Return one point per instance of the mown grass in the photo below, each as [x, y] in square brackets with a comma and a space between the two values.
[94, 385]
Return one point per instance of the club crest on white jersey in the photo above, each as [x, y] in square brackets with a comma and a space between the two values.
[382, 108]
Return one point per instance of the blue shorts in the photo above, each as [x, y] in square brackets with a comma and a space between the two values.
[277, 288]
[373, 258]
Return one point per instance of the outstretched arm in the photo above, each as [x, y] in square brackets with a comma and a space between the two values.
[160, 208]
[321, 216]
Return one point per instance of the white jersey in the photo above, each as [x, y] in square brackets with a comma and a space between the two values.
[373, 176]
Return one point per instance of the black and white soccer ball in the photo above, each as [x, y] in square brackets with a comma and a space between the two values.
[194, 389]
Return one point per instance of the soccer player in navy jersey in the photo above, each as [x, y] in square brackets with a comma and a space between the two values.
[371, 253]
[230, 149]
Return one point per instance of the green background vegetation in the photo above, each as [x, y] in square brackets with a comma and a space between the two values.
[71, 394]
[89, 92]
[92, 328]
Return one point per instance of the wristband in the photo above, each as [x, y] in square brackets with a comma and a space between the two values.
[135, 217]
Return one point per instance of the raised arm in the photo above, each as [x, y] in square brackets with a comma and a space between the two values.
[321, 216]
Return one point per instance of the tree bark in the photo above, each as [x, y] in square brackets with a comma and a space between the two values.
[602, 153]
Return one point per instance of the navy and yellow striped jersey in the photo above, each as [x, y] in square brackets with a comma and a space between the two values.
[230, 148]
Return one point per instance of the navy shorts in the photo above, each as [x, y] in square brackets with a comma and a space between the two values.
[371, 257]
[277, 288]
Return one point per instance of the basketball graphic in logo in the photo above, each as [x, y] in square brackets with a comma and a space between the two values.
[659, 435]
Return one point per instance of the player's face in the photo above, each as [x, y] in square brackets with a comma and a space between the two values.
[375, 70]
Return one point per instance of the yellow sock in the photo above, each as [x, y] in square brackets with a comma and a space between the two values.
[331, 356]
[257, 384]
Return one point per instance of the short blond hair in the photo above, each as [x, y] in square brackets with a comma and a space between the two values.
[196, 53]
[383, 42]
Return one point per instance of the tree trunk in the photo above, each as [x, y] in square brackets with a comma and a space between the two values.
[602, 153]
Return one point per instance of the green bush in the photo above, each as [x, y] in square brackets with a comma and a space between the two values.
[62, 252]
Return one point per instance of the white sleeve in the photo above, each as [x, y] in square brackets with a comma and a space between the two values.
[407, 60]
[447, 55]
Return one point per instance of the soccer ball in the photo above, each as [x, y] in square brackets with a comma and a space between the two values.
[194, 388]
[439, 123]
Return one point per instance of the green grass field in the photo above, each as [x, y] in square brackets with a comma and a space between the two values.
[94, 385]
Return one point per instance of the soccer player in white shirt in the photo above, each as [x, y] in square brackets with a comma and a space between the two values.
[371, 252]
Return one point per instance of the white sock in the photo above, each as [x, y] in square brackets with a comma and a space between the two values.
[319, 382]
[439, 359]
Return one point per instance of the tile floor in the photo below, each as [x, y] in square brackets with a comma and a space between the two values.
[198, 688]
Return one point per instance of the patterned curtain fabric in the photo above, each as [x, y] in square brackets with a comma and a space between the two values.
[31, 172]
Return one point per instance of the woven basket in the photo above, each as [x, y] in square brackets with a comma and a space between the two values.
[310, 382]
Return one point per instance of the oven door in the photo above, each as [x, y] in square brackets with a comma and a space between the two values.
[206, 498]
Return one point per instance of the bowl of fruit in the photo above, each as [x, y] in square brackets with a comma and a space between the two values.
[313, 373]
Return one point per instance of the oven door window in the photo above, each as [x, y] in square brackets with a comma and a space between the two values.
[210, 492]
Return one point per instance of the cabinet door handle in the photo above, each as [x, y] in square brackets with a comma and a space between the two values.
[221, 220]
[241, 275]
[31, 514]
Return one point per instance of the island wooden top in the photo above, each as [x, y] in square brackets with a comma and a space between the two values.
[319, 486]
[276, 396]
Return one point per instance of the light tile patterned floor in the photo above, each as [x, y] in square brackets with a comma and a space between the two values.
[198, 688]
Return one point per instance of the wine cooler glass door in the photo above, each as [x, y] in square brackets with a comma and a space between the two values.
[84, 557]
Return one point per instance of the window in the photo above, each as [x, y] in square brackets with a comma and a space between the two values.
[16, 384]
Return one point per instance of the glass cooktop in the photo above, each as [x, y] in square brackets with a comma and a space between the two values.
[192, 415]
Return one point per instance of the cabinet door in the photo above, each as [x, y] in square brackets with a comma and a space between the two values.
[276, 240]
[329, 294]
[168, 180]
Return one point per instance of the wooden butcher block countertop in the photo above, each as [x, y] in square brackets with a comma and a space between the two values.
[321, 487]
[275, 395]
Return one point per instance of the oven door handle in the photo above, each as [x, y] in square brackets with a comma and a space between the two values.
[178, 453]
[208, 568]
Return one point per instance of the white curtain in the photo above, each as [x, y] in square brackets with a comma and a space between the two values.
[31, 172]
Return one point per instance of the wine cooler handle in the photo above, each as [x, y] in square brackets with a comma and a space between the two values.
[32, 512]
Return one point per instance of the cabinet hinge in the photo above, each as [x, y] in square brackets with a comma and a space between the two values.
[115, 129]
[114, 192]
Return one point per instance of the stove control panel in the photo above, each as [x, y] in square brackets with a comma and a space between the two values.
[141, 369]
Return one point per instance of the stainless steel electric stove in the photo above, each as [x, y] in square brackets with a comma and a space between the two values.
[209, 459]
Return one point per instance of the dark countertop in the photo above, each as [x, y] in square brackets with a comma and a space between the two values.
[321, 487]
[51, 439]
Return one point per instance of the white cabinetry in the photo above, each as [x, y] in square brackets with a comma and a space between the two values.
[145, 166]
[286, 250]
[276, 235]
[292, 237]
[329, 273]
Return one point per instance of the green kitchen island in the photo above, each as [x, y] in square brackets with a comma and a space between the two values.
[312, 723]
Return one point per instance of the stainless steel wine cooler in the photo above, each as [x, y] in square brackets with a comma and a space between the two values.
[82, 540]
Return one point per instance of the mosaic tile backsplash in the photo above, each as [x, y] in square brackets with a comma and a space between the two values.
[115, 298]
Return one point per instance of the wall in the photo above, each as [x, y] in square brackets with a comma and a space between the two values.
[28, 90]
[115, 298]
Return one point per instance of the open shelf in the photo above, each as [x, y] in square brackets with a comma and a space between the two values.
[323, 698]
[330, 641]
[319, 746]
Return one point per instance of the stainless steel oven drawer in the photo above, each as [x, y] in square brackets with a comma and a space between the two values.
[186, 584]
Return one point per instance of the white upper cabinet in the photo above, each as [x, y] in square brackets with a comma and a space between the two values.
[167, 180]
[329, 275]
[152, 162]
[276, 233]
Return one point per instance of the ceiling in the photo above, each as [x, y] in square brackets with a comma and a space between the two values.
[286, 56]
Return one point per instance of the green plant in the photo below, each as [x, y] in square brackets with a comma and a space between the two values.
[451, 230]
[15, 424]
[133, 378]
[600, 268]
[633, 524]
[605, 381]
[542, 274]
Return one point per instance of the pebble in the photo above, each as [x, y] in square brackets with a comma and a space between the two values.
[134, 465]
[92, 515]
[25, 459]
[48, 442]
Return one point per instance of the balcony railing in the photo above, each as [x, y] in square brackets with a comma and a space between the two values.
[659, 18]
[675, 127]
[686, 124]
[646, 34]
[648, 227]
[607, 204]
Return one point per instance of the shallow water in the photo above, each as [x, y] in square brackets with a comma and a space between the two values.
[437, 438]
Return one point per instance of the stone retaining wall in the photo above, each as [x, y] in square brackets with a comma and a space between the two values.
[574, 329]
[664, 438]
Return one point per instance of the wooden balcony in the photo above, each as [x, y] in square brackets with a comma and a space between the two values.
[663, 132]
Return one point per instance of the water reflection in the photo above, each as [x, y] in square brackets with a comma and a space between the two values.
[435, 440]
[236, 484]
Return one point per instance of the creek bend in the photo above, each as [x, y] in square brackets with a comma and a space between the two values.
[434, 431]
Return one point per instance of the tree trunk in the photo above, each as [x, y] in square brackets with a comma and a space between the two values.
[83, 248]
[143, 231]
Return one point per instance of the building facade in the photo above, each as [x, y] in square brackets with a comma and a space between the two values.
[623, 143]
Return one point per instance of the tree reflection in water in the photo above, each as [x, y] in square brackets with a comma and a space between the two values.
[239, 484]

★ ★ ★ ★ ★ ★ ★

● To do
Having found the line with "Return one point per instance of the creek", transcribe it and each line after it to the end of the entries, with no other lines.

● Answer to the exercise
Return one point per instance of the creek bend in the photo above, each as [x, y] in square brackets with a comma and a space between the two values.
[434, 431]
Return one point per instance of the tree trunk in the photo above, each as [x, y] in square brackets with a comma and a space between the two values.
[83, 248]
[143, 231]
Return one point per instance of the building facade in the photo above, each as [x, y] in square brackets with a comma and a space between the two values.
[623, 143]
Return one point per instance of the tree reflection in water in the photo above, each as [x, y] in square brackets with a comma and a space between the two values.
[239, 484]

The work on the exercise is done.